Region pointing data ▸
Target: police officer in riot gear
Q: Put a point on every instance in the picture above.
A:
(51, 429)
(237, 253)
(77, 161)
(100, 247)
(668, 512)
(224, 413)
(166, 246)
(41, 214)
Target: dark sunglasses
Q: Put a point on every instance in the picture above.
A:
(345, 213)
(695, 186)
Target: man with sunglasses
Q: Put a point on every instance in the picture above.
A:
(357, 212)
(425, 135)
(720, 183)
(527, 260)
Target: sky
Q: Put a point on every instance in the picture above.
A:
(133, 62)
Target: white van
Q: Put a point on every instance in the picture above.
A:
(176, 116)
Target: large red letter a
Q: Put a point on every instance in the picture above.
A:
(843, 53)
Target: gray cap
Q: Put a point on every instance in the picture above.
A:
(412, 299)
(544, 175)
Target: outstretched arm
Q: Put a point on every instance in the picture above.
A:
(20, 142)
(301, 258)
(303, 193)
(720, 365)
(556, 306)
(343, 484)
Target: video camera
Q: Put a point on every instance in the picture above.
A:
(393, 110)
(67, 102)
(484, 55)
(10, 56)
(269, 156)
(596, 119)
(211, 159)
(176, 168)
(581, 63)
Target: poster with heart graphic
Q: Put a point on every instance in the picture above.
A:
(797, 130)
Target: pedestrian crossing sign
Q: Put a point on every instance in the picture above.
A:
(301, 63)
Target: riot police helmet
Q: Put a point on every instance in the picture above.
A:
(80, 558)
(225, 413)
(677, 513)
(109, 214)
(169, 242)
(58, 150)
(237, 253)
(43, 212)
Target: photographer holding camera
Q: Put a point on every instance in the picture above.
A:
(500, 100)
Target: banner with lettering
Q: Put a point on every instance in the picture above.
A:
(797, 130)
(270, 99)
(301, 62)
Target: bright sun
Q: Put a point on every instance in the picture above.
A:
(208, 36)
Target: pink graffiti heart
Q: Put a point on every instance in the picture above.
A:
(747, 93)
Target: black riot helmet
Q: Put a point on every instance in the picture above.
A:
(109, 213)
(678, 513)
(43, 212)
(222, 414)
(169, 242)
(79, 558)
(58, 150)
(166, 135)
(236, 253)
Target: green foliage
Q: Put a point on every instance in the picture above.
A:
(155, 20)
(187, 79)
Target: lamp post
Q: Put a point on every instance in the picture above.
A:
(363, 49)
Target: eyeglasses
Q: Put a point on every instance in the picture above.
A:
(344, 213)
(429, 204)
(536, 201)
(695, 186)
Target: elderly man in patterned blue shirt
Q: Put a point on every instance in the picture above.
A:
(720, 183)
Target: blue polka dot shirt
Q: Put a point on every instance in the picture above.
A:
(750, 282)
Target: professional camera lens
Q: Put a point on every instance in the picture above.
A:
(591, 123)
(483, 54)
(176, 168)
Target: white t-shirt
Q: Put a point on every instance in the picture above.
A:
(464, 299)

Exercise requirements ▸ Nothing is wanted except the number of lines in the entries above that include the word "helmet".

Your response ▸ 2